WRITTEN REQUEST:
In the passage on Tokelauan complements, translate this sentence into Spanish: "In the binding system, the complements act inversely to the verb of the sentence."

EXCERPT PROVIDED:
The Tokelauan language also must take into mind the systematics of its complements. There is a bonding hierarchy between the complements and its sentences. According to Hooper's research, there are four elements that in Tokelauan semantics that determine the strength of the bond between the complement and rest of the sentence. In the binding system, the complements act inversely to the verb of the sentence. Therefore, if the strength of the verb is higher on the binding scale, the complement is unlikely to appear as its own separate clause. The four elements are: Subject/agent case marking, Verb modalities, Fusion or co-lexicalization, and Separation.

1. Subject/agent case marking: "'The higher the main verb is on the binding scale, the less likely is the subject/agent of the complement to display the case-marking characteristics of subjects/agents of main clauses.'" (Quoted from Givón)
2. Verb modalities: "'The higher the main verb is on the binding scale, the less likely is the complement verb to display the tense-aspect-modality markings characteristics of main-clause verbs.'" (Quoted from Givón)

RECORD SET:

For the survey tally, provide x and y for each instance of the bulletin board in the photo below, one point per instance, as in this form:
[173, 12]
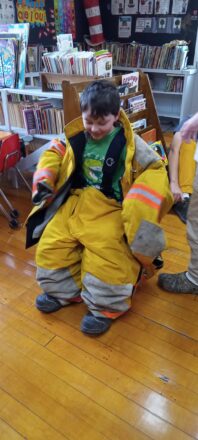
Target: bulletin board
[187, 23]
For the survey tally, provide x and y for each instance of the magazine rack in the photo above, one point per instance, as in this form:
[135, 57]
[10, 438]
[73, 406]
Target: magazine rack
[71, 103]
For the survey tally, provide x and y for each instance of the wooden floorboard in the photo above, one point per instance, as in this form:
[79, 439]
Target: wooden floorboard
[138, 381]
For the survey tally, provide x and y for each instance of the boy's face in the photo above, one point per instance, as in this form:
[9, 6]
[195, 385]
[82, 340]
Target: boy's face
[98, 127]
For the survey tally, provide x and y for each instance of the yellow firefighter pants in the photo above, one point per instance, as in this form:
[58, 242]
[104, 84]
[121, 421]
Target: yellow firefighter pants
[83, 250]
[187, 166]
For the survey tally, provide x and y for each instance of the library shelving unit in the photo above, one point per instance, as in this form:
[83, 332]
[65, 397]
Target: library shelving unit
[171, 104]
[28, 91]
[71, 104]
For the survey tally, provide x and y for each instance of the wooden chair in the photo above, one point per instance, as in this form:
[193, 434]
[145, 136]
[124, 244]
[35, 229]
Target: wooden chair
[71, 102]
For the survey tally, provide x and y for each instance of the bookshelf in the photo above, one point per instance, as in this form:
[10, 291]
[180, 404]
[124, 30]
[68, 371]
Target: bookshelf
[171, 104]
[71, 104]
[28, 91]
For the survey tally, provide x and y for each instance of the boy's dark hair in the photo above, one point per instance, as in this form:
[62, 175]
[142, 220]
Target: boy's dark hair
[101, 98]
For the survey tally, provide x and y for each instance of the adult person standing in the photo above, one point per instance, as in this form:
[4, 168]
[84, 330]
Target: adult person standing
[187, 282]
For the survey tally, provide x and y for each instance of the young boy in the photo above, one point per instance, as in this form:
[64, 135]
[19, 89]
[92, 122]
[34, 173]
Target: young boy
[98, 237]
[182, 172]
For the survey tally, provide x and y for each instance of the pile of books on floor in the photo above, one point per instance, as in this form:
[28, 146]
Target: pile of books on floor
[171, 55]
[37, 117]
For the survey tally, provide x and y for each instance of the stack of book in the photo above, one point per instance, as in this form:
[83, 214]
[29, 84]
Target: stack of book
[172, 55]
[136, 103]
[37, 117]
[174, 84]
[71, 62]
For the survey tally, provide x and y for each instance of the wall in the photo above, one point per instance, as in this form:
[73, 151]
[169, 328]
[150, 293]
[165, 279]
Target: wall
[110, 27]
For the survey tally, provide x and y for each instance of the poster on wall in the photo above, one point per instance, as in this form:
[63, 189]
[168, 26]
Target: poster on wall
[124, 26]
[146, 7]
[7, 11]
[162, 6]
[64, 15]
[131, 7]
[68, 24]
[40, 15]
[21, 32]
[177, 21]
[179, 6]
[145, 24]
[119, 7]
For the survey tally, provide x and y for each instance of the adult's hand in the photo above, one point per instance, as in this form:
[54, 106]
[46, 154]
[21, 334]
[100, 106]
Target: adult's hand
[190, 128]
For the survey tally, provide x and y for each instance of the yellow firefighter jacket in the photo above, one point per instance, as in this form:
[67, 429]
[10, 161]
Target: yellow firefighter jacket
[146, 194]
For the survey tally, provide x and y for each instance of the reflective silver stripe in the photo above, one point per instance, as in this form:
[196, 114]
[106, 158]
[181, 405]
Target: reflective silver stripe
[42, 174]
[146, 194]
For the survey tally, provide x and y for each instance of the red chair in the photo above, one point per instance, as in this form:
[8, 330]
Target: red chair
[10, 154]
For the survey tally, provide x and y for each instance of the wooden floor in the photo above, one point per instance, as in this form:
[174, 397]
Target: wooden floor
[138, 381]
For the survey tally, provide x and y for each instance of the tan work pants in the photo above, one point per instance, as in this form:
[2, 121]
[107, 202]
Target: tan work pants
[192, 230]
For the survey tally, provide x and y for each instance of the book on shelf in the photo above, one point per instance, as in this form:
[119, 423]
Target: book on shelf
[140, 124]
[149, 136]
[84, 63]
[171, 55]
[131, 80]
[36, 117]
[103, 63]
[136, 103]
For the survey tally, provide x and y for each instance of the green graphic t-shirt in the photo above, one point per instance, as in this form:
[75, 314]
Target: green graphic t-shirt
[93, 160]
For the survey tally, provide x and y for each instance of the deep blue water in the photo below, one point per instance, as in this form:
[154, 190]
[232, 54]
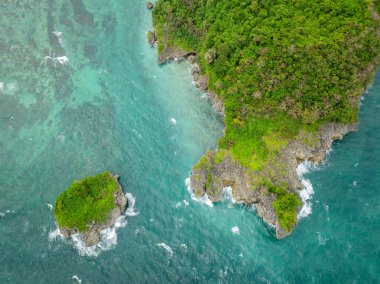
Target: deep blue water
[111, 107]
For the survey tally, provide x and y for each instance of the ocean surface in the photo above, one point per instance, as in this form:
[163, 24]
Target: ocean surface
[81, 93]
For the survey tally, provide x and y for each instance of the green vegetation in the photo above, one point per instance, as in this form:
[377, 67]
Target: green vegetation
[278, 66]
[87, 200]
[285, 207]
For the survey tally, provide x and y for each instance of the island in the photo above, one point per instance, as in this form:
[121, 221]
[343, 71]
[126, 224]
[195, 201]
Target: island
[89, 206]
[287, 78]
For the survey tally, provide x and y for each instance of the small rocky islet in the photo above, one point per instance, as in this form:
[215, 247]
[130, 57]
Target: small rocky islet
[89, 206]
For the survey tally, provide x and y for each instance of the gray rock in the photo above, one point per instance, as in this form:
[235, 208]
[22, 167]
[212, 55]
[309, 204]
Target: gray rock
[211, 175]
[91, 236]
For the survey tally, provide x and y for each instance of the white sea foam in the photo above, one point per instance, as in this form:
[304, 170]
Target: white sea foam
[76, 278]
[204, 199]
[2, 214]
[307, 192]
[54, 234]
[64, 60]
[131, 205]
[108, 237]
[227, 194]
[167, 248]
[235, 230]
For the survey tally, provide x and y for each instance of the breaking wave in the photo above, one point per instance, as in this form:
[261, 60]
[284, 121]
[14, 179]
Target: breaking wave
[307, 192]
[204, 199]
[166, 247]
[108, 237]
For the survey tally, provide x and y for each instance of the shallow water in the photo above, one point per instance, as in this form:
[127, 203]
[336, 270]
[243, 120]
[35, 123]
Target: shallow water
[111, 107]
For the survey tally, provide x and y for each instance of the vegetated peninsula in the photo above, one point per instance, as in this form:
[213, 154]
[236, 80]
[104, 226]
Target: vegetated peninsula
[287, 75]
[89, 206]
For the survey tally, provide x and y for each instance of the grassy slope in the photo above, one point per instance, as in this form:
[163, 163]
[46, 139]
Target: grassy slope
[87, 200]
[279, 66]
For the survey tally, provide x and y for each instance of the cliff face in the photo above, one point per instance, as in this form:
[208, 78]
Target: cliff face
[91, 236]
[217, 170]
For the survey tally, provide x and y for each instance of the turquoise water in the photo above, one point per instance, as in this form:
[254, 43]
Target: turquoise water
[111, 107]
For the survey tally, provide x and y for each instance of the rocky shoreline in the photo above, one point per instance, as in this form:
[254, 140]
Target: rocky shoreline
[91, 236]
[210, 176]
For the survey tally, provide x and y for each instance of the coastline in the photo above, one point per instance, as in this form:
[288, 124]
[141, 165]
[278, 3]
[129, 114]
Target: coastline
[208, 182]
[92, 235]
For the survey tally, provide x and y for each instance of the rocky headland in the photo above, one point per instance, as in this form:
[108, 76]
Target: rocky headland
[217, 169]
[284, 96]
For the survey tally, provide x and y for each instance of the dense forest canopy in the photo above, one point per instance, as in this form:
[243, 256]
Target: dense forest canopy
[281, 68]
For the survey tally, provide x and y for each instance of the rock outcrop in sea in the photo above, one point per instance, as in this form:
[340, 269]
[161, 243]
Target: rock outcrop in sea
[91, 236]
[212, 174]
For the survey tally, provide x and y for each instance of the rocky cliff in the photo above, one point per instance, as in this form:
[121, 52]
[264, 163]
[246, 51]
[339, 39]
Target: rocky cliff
[91, 236]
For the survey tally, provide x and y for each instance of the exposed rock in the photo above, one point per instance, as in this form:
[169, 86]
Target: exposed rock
[211, 175]
[152, 38]
[149, 5]
[91, 236]
[216, 170]
[201, 81]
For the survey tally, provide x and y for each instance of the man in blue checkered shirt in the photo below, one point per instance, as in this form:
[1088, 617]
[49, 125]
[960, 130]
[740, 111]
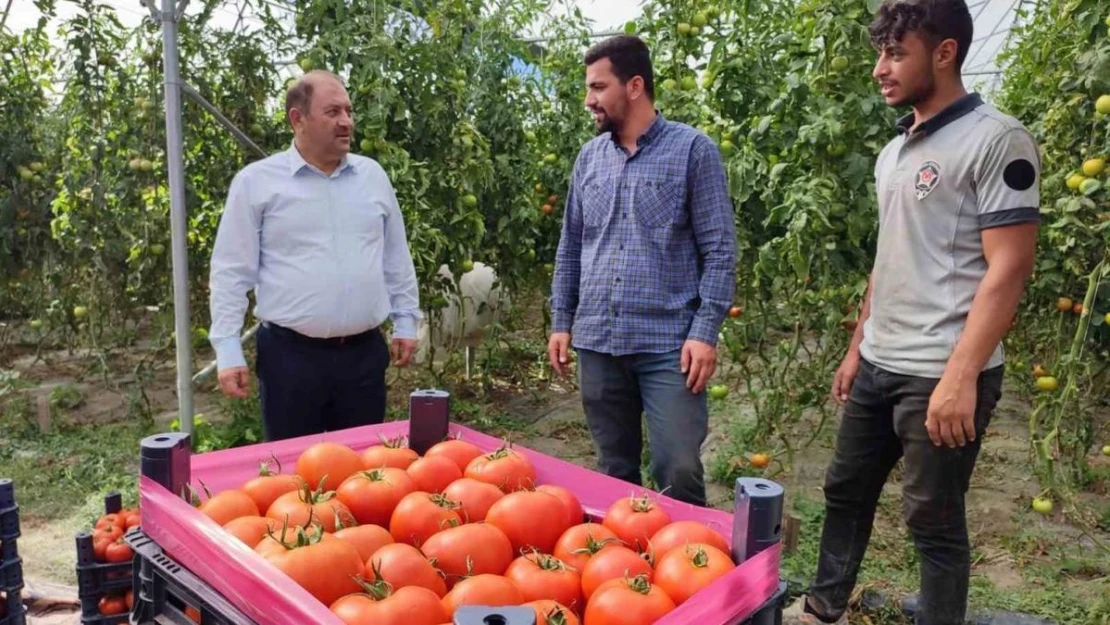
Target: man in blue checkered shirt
[644, 274]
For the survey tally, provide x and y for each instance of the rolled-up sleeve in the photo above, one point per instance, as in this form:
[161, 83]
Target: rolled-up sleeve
[714, 223]
[233, 271]
[568, 258]
[400, 272]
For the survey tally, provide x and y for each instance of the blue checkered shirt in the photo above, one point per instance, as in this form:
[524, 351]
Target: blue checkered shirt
[647, 253]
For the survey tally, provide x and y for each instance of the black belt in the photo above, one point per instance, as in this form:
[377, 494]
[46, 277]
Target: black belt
[332, 342]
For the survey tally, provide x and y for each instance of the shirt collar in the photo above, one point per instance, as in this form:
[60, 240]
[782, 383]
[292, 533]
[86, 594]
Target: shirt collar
[649, 134]
[296, 162]
[950, 113]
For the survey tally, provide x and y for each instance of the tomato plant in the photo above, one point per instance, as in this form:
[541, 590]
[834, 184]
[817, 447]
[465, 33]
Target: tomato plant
[1059, 102]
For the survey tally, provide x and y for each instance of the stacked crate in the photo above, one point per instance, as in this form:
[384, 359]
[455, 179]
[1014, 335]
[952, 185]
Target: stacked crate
[11, 565]
[103, 587]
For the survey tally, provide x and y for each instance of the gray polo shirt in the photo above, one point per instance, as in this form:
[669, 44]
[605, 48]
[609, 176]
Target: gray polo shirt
[967, 169]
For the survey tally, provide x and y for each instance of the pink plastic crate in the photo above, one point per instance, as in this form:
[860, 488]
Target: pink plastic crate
[269, 597]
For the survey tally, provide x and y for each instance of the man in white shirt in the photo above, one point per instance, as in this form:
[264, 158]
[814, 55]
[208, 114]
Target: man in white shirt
[316, 232]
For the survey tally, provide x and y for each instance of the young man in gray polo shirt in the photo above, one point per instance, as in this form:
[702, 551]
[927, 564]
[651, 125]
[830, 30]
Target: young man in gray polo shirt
[958, 194]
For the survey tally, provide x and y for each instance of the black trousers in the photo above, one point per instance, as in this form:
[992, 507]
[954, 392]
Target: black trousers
[310, 385]
[884, 421]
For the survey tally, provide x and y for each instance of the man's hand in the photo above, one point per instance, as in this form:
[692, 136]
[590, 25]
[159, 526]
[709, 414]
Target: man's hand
[845, 375]
[402, 350]
[699, 362]
[235, 381]
[558, 351]
[950, 420]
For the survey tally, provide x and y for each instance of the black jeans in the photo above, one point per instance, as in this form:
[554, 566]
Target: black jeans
[308, 386]
[617, 392]
[884, 421]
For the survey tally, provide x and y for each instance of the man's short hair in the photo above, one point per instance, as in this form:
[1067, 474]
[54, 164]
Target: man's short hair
[629, 58]
[934, 20]
[300, 94]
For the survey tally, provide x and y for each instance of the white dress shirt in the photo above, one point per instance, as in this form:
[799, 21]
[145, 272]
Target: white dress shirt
[325, 254]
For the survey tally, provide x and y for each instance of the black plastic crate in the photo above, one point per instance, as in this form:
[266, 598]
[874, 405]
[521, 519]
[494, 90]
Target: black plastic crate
[11, 574]
[164, 590]
[96, 580]
[11, 607]
[9, 522]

ANSWER BELOW:
En el sistema de enlace, los complementos actúan de manera inversa al verbo de la oración.